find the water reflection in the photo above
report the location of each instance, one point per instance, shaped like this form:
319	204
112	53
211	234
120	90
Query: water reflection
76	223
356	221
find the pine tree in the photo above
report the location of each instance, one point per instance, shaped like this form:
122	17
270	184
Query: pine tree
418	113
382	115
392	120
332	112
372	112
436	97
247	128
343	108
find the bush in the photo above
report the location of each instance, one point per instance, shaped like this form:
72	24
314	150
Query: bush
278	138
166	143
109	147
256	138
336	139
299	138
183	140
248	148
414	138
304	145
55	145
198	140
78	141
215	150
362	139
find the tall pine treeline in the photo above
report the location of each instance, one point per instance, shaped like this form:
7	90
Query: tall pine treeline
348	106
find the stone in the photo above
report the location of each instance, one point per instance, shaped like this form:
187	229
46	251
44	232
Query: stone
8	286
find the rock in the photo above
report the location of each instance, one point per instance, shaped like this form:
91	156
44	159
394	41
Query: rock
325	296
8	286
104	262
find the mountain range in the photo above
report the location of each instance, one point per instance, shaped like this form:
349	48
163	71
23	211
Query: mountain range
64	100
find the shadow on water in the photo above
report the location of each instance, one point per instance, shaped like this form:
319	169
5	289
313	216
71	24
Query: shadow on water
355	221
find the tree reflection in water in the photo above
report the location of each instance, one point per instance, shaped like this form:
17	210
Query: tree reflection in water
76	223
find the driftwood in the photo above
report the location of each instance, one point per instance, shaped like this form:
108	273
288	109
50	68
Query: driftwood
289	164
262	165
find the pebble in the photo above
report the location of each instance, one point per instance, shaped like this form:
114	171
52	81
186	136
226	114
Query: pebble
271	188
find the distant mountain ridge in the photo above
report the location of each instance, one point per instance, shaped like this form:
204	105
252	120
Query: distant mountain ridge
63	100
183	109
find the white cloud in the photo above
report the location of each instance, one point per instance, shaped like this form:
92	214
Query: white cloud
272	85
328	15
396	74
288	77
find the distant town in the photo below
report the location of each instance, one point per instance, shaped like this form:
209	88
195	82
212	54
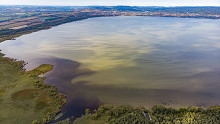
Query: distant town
18	17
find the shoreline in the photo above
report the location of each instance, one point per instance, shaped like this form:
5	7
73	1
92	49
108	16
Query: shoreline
46	28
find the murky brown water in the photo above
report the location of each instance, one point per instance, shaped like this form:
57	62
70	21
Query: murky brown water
128	60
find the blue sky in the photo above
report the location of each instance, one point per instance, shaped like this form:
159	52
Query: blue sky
114	2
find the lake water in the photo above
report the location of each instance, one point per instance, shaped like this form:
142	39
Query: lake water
127	60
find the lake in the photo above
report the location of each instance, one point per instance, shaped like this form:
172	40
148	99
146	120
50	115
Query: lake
127	60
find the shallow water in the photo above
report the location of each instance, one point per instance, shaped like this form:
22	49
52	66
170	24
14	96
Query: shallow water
128	60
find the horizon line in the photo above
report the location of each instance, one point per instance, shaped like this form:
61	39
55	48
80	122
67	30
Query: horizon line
102	5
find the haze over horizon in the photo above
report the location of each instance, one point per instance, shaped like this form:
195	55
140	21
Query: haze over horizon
114	2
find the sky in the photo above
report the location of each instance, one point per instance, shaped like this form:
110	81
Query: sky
113	2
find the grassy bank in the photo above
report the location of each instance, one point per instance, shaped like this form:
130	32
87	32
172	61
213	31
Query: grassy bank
126	114
24	97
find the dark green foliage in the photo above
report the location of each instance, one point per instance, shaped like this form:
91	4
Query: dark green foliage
126	114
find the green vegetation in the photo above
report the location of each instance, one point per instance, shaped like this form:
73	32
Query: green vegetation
126	114
24	97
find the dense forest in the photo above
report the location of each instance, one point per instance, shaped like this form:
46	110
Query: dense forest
126	114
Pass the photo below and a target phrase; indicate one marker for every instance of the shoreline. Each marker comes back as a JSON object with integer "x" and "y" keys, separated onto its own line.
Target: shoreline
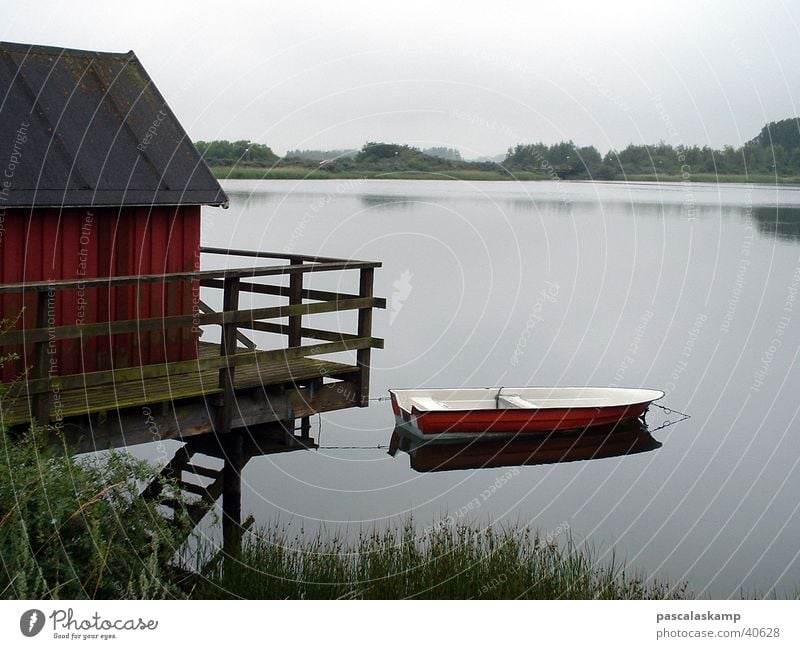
{"x": 302, "y": 173}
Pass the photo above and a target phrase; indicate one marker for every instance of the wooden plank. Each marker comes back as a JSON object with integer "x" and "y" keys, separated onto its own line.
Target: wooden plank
{"x": 283, "y": 291}
{"x": 295, "y": 297}
{"x": 41, "y": 403}
{"x": 266, "y": 255}
{"x": 366, "y": 285}
{"x": 230, "y": 302}
{"x": 153, "y": 324}
{"x": 189, "y": 276}
{"x": 15, "y": 409}
{"x": 190, "y": 419}
{"x": 174, "y": 370}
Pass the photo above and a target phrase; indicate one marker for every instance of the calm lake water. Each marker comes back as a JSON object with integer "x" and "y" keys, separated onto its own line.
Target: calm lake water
{"x": 686, "y": 288}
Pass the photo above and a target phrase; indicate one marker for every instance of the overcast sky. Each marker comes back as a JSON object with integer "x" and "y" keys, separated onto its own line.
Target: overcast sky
{"x": 477, "y": 76}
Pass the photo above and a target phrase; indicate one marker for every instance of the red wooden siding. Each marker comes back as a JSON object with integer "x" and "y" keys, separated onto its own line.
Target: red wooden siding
{"x": 51, "y": 244}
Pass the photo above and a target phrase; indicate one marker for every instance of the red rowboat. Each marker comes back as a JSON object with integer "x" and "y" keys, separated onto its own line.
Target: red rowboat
{"x": 523, "y": 450}
{"x": 464, "y": 413}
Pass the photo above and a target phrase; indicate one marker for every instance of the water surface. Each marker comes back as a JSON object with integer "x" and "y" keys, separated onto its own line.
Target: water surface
{"x": 686, "y": 288}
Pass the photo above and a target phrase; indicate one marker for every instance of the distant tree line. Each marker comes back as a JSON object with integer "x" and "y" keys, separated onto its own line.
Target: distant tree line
{"x": 774, "y": 151}
{"x": 221, "y": 153}
{"x": 318, "y": 155}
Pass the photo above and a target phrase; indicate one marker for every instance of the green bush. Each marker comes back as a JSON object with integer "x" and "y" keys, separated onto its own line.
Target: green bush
{"x": 77, "y": 528}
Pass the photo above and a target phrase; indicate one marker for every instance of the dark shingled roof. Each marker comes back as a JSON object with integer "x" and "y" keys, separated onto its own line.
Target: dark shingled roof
{"x": 90, "y": 129}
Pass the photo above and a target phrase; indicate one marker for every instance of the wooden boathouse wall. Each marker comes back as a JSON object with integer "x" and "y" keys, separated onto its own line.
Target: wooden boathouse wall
{"x": 50, "y": 244}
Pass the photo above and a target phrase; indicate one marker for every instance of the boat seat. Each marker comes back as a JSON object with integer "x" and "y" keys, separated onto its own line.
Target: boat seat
{"x": 426, "y": 403}
{"x": 514, "y": 401}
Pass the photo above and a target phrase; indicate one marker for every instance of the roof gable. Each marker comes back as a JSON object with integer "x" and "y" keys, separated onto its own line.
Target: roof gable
{"x": 90, "y": 128}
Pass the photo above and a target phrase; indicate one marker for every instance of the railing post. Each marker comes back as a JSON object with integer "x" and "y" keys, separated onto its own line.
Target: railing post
{"x": 41, "y": 403}
{"x": 230, "y": 441}
{"x": 366, "y": 283}
{"x": 230, "y": 302}
{"x": 295, "y": 297}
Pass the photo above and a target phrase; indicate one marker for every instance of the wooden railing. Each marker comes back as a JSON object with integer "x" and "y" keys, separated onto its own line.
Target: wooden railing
{"x": 302, "y": 303}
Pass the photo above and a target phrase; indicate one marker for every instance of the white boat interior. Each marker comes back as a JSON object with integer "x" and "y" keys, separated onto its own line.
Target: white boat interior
{"x": 526, "y": 398}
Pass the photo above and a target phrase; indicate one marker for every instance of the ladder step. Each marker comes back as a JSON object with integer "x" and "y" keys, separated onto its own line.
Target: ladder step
{"x": 196, "y": 489}
{"x": 203, "y": 471}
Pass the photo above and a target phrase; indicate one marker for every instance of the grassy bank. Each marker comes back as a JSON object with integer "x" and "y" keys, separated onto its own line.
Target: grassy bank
{"x": 449, "y": 562}
{"x": 758, "y": 179}
{"x": 304, "y": 173}
{"x": 70, "y": 528}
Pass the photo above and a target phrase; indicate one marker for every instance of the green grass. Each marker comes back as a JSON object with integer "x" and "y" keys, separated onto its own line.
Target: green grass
{"x": 762, "y": 179}
{"x": 304, "y": 173}
{"x": 449, "y": 562}
{"x": 300, "y": 173}
{"x": 73, "y": 529}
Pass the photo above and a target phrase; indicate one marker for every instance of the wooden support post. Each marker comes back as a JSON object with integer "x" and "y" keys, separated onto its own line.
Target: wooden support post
{"x": 41, "y": 363}
{"x": 230, "y": 302}
{"x": 230, "y": 440}
{"x": 295, "y": 297}
{"x": 232, "y": 494}
{"x": 365, "y": 289}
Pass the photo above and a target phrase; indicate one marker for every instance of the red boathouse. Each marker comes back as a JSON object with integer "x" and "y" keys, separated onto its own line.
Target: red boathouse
{"x": 97, "y": 179}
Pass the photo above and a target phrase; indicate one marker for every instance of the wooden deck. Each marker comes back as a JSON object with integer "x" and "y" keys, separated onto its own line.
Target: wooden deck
{"x": 135, "y": 391}
{"x": 227, "y": 387}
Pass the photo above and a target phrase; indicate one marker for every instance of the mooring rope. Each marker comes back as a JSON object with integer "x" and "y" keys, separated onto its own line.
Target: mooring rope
{"x": 670, "y": 411}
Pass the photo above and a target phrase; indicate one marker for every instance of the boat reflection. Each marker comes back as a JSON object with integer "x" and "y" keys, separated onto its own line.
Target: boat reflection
{"x": 590, "y": 444}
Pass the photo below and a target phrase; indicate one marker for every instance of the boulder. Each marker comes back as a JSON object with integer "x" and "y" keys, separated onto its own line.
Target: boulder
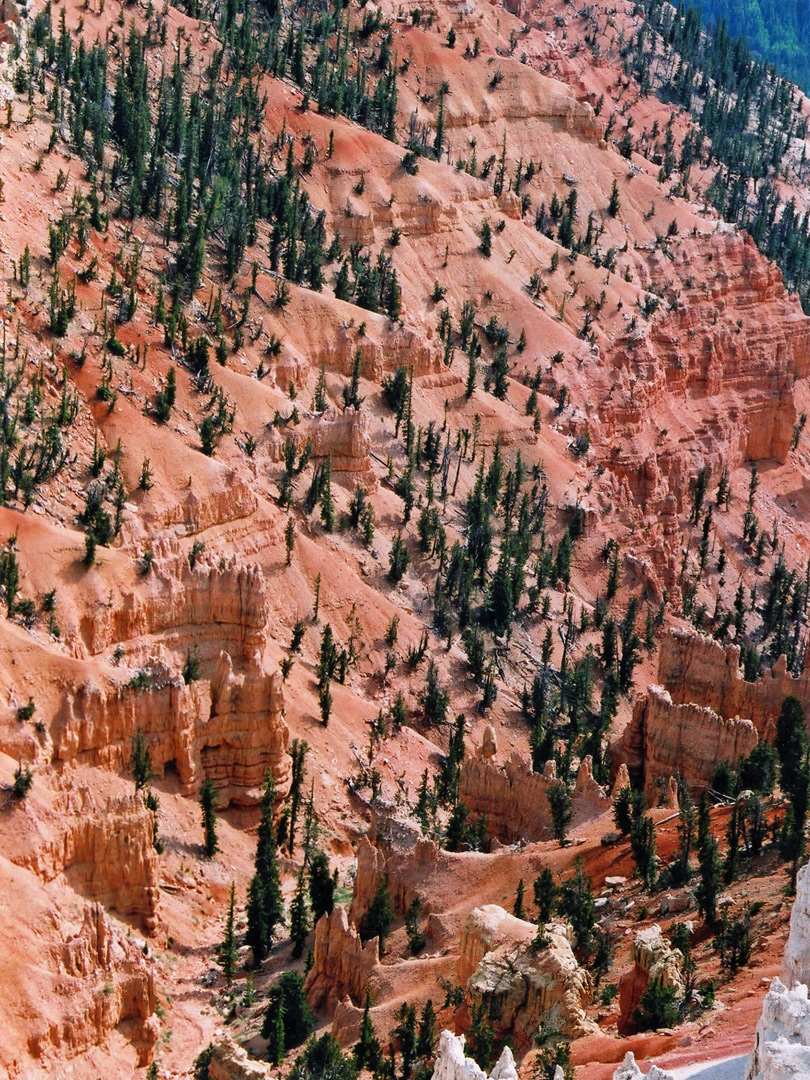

=-=-=

EXERCISE AIM: Above this instruction are the records; retype exactly the lines from the one containing "Query: tall pine treeline" up to and including the one containing "find the shadow on water in the photo above".

RESULT FOR THIS EXERCISE:
Query: tall pine treeline
348	106
find the stone in the photo above
report the location of each instance, one point per instance, shaped like this form:
187	229
46	251
44	232
Query: stone
8	286
find the rock in the photo above
report the location of each instance, one point per instance, shaped like this form:
91	156
44	159
394	41
Query: rock
325	296
8	286
104	262
find the mountain range in the photo above
report the location of each instance, one point per instance, shaped like this form:
349	48
163	71
23	211
Query: mountain range
64	100
find the shadow on water in the photo above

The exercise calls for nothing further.